◆ VORGEGEBENER TEXT:
§
Massenproteste in Russland gegen Putins Machtapparat
Bei den größten Massenprotesten seit Jahrzehnten haben Zehntausende Menschen in Chabarowsk im äußersten Osten Russlands ihrer Unzufriedenheit über den Machtapparat Luft gemacht. Am Wochenende durchzogen die Menschenmengen mit Rufen wie "Freiheit!" und "Putin, tritt zurück!" die Straßen der Stadt, die mehr als 6.000 Kilometer östlich von Moskau liegt.
Die Proteste richten sich vor allem gegen die Inhaftierung des von Kremlchef Wladimir Putin entlassenen Gouverneurs Sergej Furgal. Dem 50-Jährigen werden mehrere Auftragsmorde vorgeworfen, viele Menschen halten diese Vorwürfe jedoch für konstruiert. Sie sprechen von einem Racheakt des Kreml an dem beliebten Politiker.
"Hände weg von Sergej Furgal!" und "Furgal ist unsere Wahl", skandierten sie. Viele äußerten ihre Unzufriedenheit über die Bevormundung aus Moskau - und darüber, dass die Region abgehängt sei vom zentralen Teil Russlands. Die wegen der Corona-Pandemie verbotenen Kundgebungen dauerten den 16. Tag in Folge an. Sie blieben friedlich. Die Polizei schritt nicht ein. Auch in anderen Städten gab es Proteste. In Moskau nahm die Polizei bei Solidaritätskundgebungen für die Chabarowsker mehr als 20 Menschen fest.
Viele Menschen verabreden sich vor allem über die sozialen Netzwerke. Am Samstag hatte es in Chabarowsk gleich zwei Protestaktionen gegeben. Dabei versammelten sich Beobachtern zufolge bis zu 100.000 Menschen - so viele wie an keinem Tag zuvor. Die Verwaltung der 600.000 Einwohner zählenden Stadt sprach von nur 6500 Teilnehmern. Die Opposition wies das als Falschinformation zurück.
§
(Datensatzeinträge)
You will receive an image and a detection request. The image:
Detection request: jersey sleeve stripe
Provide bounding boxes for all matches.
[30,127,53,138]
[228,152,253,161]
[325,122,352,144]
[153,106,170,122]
§
◆ AUFGABEN:
1. Stimmen diese Aussagen mit dem Text über die Proteste in Chabarowsk überein? Antworte jeweils mit Ja oder Nein und zitiere die entscheidenden Worte aus dem Text. (a) Chabarowsk liegt mehr als 6.000 Kilometer östlich von Moskau. (b) Die Polizei löste die Kundgebungen in Chabarowsk auf. (c) Die Stadtverwaltung sprach von 100.000 Teilnehmern.
2. Wie viele Menschen nahm die Polizei laut dem Text über die Proteste in Chabarowsk bei den Solidaritätskundgebungen in Moskau fest?
3. Schreib aus dem Text über die Proteste in Chabarowsk die Stelle von „Massenproteste in Russland“ bis einschließlich „dem beliebten Politiker.“ wortgetreu ab.

◆ LÖSUNGEN:
1.
(a) Ja: „die Straßen der Stadt, die mehr als 6.000 Kilometer östlich von Moskau liegt“
(b) Nein: „Die Polizei schritt nicht ein.“
(c) Nein: „Die Verwaltung der 600.000 Einwohner zählenden Stadt sprach von nur 6500 Teilnehmern.“

2. Mehr als 20 Menschen.

3.
Massenproteste in Russland gegen Putins Machtapparat
Bei den größten Massenprotesten seit Jahrzehnten haben Zehntausende Menschen in Chabarowsk im äußersten Osten Russlands ihrer Unzufriedenheit über den Machtapparat Luft gemacht. Am Wochenende durchzogen die Menschenmengen mit Rufen wie "Freiheit!" und "Putin, tritt zurück!" die Straßen der Stadt, die mehr als 6.000 Kilometer östlich von Moskau liegt.
Die Proteste richten sich vor allem gegen die Inhaftierung des von Kremlchef Wladimir Putin entlassenen Gouverneurs Sergej Furgal. Dem 50-Jährigen werden mehrere Auftragsmorde vorgeworfen, viele Menschen halten diese Vorwürfe jedoch für konstruiert. Sie sprechen von einem Racheakt des Kreml an dem beliebten Politiker.